◆ Problem statement:
Select every line of the listing that contains the word "loose", and copy each one in full. Case counts, so a line qualifies only if the letters match in case as well.

◆ Data:

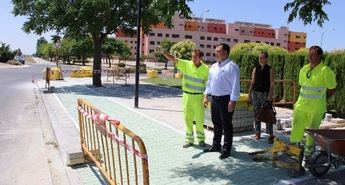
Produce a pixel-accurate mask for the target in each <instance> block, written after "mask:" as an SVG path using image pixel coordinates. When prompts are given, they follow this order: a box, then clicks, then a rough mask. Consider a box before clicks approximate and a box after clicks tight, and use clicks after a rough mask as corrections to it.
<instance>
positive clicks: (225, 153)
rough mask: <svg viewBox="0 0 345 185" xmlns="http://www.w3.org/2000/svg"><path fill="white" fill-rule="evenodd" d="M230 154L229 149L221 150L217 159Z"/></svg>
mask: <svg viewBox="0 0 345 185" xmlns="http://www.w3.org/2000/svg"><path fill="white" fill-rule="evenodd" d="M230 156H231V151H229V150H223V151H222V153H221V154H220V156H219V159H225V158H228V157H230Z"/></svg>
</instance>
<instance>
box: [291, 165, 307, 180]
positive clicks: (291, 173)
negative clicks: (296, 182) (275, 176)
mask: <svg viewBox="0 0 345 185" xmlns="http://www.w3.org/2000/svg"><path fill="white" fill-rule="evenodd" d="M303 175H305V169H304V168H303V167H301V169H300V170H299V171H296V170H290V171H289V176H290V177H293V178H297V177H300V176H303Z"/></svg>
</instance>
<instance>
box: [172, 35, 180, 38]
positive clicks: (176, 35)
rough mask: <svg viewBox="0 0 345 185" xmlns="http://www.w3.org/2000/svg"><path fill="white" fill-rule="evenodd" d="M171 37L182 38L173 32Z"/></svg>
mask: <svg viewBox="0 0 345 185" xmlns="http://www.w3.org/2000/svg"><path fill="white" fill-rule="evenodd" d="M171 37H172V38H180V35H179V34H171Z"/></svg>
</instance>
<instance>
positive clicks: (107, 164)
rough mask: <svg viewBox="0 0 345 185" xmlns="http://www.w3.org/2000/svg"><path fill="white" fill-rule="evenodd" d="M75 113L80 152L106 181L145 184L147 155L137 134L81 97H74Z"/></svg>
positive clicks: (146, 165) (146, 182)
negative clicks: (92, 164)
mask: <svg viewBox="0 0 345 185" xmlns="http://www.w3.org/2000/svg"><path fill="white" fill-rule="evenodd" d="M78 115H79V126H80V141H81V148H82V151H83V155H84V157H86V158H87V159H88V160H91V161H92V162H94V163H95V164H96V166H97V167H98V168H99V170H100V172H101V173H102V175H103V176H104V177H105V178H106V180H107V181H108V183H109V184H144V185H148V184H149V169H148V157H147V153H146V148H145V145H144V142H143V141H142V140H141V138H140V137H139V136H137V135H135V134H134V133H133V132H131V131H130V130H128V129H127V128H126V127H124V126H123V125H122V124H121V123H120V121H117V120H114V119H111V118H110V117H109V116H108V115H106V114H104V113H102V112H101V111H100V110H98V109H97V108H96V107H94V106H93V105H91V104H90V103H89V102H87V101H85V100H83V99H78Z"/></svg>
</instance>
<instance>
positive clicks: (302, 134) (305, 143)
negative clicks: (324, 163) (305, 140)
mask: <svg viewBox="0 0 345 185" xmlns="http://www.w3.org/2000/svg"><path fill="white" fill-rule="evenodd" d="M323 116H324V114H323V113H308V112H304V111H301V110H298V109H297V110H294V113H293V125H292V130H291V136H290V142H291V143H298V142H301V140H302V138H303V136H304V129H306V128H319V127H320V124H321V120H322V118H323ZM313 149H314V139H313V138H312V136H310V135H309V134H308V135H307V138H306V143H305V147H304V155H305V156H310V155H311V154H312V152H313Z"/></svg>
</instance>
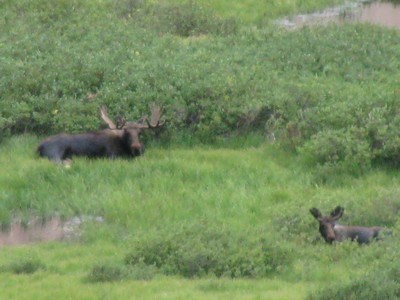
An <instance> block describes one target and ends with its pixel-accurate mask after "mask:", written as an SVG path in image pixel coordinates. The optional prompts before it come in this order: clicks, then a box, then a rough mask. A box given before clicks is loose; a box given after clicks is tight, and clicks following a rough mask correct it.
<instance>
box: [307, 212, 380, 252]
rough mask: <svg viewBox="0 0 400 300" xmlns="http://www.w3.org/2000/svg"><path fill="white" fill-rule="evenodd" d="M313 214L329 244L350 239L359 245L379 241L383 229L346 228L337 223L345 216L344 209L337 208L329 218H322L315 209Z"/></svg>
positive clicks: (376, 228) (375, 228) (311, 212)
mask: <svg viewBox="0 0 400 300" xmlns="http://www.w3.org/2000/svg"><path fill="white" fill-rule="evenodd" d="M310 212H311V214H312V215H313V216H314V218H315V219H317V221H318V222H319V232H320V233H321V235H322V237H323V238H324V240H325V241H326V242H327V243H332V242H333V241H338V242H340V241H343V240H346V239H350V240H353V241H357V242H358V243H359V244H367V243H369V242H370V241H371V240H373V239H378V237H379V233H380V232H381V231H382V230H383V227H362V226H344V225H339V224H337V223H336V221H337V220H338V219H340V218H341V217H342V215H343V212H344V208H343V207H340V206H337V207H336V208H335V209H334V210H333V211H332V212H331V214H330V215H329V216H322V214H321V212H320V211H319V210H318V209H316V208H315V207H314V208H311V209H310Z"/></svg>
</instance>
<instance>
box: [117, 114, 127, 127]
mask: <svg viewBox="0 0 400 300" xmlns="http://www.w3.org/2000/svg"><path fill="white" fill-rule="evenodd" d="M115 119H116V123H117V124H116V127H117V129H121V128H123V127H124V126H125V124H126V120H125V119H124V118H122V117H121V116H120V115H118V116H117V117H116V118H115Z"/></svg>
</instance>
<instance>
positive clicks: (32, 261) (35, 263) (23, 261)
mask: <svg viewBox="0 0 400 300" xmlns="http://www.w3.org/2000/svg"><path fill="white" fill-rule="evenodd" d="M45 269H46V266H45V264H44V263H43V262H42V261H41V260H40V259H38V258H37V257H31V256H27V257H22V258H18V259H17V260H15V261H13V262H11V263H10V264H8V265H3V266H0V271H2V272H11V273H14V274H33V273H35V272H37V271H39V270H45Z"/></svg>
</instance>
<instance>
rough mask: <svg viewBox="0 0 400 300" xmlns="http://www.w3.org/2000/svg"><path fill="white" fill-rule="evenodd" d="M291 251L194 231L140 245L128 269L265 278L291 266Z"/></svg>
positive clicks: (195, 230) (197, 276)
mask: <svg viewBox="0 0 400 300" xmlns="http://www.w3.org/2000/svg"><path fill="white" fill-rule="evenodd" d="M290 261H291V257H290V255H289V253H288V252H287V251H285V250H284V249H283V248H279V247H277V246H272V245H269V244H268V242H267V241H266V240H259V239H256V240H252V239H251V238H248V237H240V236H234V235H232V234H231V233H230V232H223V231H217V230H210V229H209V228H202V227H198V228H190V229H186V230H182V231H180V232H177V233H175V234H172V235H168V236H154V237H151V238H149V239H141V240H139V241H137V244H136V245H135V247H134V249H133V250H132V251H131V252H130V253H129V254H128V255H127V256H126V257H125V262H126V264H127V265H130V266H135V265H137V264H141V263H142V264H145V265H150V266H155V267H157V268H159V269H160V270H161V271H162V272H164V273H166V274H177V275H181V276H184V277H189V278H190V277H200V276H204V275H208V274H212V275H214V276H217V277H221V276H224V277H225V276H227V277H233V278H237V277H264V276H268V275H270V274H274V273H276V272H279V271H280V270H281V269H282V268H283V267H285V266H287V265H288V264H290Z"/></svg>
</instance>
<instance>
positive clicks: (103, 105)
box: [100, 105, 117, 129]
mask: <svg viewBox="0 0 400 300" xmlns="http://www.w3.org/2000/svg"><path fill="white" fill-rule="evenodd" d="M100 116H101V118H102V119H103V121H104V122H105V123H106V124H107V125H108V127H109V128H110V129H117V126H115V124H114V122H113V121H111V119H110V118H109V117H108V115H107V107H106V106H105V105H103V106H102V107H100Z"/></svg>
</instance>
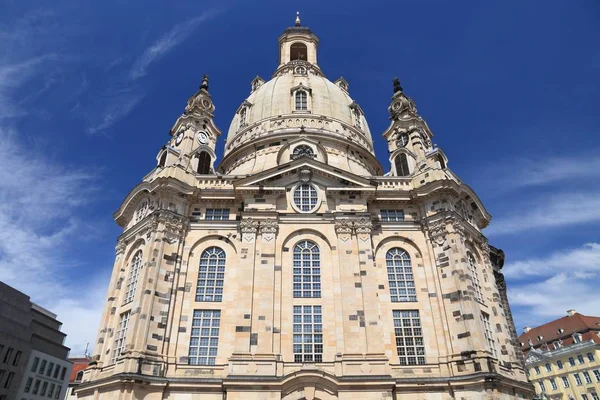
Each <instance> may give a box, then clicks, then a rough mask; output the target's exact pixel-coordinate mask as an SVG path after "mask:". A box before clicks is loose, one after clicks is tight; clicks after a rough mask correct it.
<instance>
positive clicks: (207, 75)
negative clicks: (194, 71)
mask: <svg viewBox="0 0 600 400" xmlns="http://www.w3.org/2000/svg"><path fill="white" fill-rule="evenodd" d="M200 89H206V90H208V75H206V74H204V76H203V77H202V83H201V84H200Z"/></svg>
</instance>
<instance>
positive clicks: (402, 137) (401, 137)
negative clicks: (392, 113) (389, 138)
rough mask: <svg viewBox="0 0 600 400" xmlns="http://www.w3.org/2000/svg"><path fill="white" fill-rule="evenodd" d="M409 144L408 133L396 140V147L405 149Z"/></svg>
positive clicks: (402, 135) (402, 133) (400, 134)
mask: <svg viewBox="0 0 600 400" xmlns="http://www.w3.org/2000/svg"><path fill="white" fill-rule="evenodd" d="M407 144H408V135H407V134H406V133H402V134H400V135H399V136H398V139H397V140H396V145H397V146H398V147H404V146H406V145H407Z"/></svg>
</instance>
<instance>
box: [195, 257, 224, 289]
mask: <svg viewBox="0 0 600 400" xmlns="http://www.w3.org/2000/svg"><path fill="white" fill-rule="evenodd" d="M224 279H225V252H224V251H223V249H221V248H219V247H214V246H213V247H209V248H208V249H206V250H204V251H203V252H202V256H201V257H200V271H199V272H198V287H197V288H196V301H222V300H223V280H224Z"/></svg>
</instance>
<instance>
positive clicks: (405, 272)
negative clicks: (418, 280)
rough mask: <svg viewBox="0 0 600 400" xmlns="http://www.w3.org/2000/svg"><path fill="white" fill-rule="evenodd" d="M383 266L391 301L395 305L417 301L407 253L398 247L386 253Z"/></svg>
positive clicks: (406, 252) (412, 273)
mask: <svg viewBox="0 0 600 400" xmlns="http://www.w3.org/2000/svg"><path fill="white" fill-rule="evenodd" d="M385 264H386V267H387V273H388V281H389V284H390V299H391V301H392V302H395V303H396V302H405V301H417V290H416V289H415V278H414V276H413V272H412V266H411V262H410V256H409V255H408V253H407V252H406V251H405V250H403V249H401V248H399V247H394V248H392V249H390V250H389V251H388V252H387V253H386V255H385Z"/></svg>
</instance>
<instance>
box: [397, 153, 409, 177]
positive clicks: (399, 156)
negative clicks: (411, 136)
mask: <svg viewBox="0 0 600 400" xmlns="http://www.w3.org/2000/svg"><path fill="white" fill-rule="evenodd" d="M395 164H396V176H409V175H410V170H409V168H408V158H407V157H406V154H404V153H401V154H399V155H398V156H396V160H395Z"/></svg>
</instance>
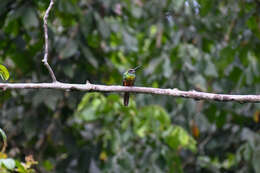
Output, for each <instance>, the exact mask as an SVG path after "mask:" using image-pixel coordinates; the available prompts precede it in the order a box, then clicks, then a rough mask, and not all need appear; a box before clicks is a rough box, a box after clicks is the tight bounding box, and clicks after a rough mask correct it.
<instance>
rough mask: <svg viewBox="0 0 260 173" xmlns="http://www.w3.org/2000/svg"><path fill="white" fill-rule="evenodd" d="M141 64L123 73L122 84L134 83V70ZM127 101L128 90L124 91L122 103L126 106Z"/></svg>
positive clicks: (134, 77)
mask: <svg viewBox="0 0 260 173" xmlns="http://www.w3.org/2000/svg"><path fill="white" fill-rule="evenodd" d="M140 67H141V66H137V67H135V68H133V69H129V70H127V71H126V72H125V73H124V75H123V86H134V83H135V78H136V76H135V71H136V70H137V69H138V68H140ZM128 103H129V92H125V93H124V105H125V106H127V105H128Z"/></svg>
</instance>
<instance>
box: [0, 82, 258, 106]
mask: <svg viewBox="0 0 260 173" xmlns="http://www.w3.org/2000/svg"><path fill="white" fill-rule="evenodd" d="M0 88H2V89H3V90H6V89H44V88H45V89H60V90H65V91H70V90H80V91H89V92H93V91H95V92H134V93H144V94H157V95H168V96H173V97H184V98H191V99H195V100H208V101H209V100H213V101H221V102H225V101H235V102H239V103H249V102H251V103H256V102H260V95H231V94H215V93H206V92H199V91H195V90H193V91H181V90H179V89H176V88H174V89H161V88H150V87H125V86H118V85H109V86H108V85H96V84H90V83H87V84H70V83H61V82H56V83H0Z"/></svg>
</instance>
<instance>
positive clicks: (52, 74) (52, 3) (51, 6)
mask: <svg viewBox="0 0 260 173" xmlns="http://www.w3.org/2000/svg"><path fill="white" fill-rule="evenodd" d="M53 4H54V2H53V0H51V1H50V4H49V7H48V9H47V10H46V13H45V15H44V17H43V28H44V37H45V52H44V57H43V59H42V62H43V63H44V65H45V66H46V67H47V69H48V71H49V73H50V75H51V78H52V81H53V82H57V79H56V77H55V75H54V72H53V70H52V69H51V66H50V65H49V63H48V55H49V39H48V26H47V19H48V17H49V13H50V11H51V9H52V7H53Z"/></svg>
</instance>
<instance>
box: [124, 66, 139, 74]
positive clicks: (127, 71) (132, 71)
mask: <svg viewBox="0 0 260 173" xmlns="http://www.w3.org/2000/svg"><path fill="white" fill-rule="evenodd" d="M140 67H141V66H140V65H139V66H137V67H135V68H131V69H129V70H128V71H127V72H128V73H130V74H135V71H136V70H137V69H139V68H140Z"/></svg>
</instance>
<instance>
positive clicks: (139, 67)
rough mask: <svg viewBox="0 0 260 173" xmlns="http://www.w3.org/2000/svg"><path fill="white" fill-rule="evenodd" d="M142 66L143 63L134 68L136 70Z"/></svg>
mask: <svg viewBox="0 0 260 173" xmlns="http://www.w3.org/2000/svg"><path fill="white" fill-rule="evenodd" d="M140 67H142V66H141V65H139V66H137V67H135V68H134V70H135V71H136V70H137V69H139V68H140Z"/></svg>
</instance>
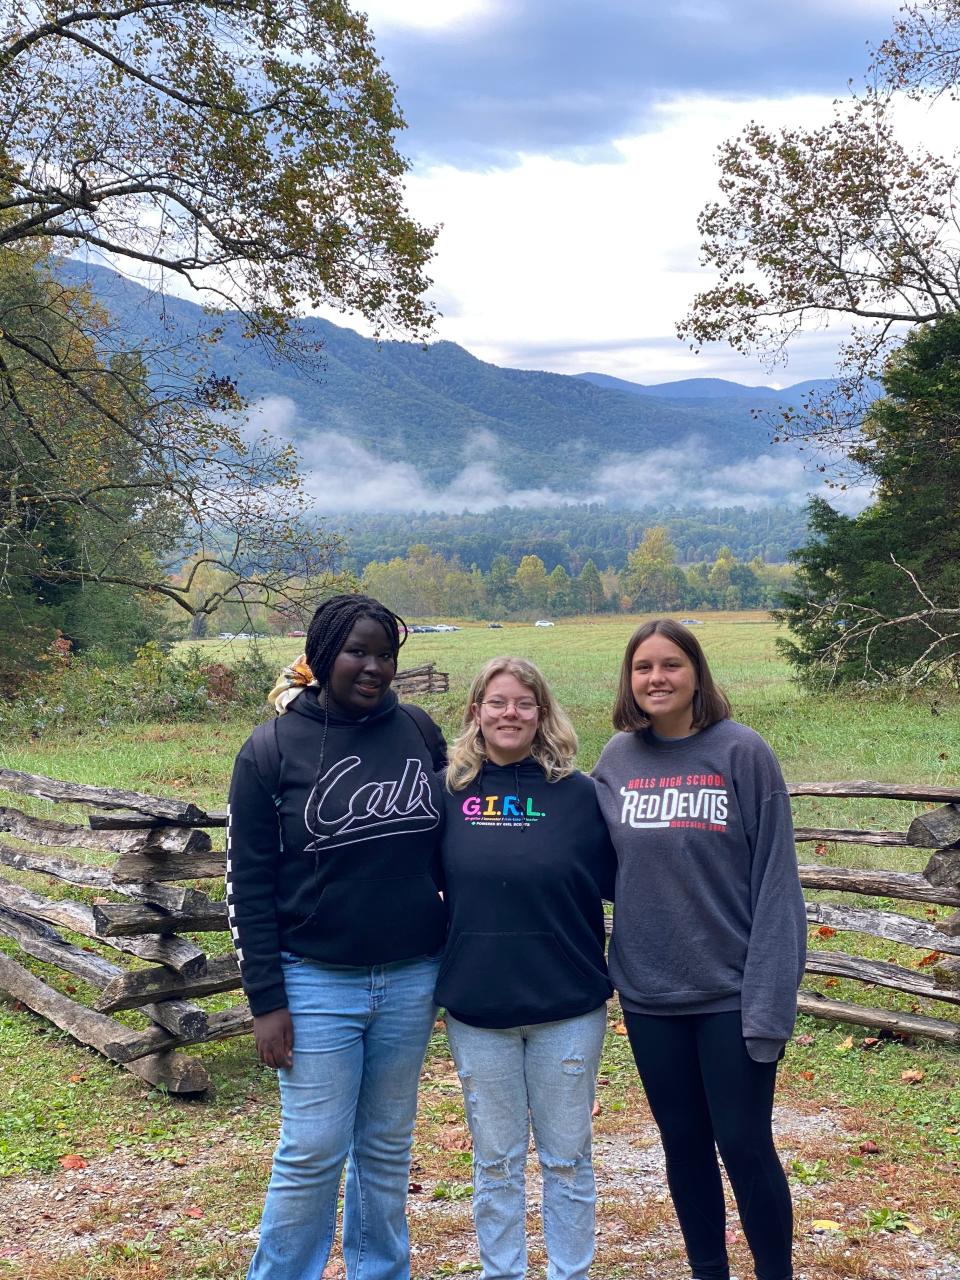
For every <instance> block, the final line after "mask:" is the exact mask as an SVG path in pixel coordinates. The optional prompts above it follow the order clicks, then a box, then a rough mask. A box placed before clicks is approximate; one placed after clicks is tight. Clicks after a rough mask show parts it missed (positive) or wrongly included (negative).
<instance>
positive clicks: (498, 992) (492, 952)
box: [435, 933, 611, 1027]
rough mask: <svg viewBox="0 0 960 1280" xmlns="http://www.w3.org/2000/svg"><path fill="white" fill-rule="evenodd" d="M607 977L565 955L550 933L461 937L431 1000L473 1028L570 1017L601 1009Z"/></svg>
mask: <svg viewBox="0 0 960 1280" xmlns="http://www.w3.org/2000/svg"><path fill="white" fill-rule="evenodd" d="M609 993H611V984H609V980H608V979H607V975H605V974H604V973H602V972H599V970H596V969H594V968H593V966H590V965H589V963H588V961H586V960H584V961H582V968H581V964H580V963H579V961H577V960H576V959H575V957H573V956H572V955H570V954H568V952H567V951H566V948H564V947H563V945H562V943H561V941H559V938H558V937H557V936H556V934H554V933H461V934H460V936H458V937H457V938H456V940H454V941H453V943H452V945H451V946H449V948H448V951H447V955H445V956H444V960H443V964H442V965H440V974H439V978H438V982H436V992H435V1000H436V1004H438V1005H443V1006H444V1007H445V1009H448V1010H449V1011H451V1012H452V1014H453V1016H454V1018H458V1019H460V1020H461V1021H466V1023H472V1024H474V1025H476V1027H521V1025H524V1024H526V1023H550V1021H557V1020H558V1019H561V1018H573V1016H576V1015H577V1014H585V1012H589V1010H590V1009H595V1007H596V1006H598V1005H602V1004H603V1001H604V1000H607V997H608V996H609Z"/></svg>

◆ Output below:
An <instance> block describes one target and ends with its pixel-accurate mask after "mask:", written as an SVG path in image pixel coordinates. The optional prompts before it come in this order: clicks, then a box, then a rough mask. A box given before clicks is loose; a box given after clicks is tight, and clicks following a rough mask correct it.
Each <instance> may give a box, then clicks, then a rough mask; output the target's exact pixel-coordinate mask as an SVG path after "mask:". A box before clicks is loose, one after clicks is tight; clicks after a rough mask correct it.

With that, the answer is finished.